[Excerpt to read]
——

Multiplying or Dividing by a Negative Number

Date: 04/08/99 at 11:37:10
From: Ling-Seang Yap
Subject: When x(x-4) < 0

When x(x-4) < 0 , if we divide (x-4) on both sides of this inequality, 
we get x < 0, but a negative x does not give a true answer for it. 

Example:

 x (x-4) < 0
       x < 0

But if we substitute x with, say -4

 -1 (-1 - 4) < 0
   -1 ( -5 ) < 0
         5   < 0 (false?)

Hope you can shed light on this question. 
Thanks.

Date: 04/08/99 at 12:28:22
From: Doctor Peterson
Subject: Re: when x(x-4) < 0

The problem in what you did is that when you multiply or divide an 
inequality by a negative number, it reverses the inequality. So if 
x - 4 is negative, when you divide by it it changes to x > 0. Since 
your example case of x = -4 makes x - 4 negative, you find that 
x(x-4) > 0.

The best way to handle this kind of problem is to notice that there 
are two ways for the product x(x-4) to be negative: either x is 
negative and x-4 is positive, or x is positive and x-4 is negative. 
Let's take those cases one at a time:

If x < 0 and x-4 > 0, then we have x > 4, which is impossible if 
x < 0. So this case gives no solutions.

If x > 0 and x-4 < 0, then x < 4, and our answer is

    0 < x < 4

That is, x(x-4) is negative when x is between 0 and 4.

——

[Stated exercise 1] Select every line of the records that contains the string "blue".
The forum thread on inequalities and the records have no connection to each other.

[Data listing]
——

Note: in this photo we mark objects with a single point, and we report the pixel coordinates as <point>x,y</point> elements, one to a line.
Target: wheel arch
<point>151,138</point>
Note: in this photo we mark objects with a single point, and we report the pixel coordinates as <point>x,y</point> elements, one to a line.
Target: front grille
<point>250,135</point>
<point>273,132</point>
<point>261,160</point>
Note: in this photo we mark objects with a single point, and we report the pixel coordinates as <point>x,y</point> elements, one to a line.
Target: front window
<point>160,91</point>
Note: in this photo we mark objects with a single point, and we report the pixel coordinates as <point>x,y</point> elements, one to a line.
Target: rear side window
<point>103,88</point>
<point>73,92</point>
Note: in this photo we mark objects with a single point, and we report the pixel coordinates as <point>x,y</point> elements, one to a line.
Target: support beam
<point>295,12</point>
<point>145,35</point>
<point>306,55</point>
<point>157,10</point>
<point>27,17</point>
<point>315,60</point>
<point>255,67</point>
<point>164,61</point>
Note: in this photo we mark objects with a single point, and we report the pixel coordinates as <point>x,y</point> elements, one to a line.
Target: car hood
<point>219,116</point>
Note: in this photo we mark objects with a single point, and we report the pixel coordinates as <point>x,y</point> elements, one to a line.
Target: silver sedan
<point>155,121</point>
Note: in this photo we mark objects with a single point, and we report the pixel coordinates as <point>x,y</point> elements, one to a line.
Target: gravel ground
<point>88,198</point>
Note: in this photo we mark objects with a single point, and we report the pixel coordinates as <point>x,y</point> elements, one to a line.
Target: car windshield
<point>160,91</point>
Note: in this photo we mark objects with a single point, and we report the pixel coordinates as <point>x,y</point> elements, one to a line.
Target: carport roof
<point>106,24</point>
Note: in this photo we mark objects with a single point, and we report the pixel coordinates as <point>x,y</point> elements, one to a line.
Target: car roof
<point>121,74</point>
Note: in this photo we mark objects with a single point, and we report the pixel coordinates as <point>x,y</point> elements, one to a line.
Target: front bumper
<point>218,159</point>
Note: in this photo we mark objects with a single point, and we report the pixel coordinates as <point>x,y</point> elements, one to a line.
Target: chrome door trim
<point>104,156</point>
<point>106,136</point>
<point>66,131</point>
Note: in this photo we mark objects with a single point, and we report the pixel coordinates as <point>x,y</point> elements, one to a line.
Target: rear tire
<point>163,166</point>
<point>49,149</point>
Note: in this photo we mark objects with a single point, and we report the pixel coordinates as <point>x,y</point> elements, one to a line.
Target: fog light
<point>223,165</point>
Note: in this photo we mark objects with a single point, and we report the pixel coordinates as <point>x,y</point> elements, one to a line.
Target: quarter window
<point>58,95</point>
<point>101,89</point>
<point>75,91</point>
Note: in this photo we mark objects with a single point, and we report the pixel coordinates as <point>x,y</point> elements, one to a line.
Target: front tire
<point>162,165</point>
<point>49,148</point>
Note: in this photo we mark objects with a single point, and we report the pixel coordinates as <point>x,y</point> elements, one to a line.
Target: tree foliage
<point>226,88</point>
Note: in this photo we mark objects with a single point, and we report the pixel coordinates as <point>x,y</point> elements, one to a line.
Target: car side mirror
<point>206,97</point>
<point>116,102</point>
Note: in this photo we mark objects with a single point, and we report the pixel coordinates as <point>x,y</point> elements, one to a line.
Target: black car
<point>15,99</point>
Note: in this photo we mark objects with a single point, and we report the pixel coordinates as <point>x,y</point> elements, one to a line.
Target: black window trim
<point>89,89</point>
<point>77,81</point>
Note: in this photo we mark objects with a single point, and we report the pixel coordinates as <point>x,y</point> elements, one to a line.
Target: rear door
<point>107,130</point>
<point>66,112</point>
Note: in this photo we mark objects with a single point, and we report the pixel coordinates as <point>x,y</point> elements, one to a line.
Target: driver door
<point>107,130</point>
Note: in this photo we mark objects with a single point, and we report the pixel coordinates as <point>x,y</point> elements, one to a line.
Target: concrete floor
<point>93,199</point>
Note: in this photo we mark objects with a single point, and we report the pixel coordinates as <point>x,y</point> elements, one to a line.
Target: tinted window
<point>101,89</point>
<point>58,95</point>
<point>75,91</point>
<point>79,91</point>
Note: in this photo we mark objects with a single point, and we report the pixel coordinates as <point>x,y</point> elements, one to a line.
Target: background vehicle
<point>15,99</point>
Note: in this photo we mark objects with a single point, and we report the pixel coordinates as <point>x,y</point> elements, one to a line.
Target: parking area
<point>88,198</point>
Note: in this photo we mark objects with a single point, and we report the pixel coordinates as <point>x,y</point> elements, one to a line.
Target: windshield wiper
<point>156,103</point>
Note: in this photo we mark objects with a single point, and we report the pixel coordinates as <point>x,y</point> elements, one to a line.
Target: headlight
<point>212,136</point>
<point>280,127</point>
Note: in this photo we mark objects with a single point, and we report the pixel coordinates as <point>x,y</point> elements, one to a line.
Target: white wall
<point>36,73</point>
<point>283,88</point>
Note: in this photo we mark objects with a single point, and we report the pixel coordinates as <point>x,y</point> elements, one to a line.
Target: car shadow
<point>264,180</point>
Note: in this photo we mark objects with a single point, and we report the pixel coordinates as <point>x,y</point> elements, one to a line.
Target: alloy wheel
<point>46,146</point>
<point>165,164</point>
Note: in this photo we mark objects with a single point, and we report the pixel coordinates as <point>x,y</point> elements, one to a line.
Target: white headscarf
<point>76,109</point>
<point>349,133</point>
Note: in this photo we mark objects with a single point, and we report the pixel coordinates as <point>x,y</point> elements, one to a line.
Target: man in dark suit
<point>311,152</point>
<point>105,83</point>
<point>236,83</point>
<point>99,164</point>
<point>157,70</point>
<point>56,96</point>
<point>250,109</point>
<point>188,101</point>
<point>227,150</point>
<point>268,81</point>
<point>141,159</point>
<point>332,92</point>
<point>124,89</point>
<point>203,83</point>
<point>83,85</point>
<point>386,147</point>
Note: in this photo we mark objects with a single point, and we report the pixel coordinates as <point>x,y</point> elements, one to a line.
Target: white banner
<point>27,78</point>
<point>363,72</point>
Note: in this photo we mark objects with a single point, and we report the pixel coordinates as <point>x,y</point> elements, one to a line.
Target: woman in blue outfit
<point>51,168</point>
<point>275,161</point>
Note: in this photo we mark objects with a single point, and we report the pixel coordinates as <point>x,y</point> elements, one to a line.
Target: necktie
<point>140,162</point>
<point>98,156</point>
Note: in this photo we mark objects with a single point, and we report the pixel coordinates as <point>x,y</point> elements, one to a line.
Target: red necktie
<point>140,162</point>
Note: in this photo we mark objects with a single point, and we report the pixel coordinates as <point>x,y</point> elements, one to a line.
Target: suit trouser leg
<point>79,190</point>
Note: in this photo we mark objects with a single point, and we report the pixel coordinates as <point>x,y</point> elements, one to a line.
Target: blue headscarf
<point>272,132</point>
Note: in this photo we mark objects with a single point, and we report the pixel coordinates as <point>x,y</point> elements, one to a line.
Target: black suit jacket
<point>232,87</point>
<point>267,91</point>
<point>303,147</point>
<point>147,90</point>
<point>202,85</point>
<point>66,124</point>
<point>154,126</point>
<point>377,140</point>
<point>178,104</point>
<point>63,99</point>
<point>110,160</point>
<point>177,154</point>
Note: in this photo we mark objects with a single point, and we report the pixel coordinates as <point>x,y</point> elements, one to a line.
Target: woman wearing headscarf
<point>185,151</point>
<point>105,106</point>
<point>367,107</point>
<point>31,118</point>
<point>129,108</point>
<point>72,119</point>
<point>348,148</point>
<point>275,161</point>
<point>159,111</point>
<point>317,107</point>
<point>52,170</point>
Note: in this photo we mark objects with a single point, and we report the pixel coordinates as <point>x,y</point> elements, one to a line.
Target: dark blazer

——

[Stated exercise 2] Pick up the forum thread on inequalities above from its last sentence and continue it.

[Task output 1]
Target: woman in blue outfit
Target: blue headscarf

[Task output 2]
If we graph y = x(x-4), it is a parabola:

          *    +                    *
               |
               +
               |
           *   +                   *
               |
               +
            *  |                  *
               +
               |
             * +                 *
               |
              *+                *
               |
     --+---+---*---+---+---+---*---+---+--
               |
               +*             *
               |
               +
               |  *         *
               +   *       *
               |    *     *
               +       *
               |

As you can see, it is negative just where we said.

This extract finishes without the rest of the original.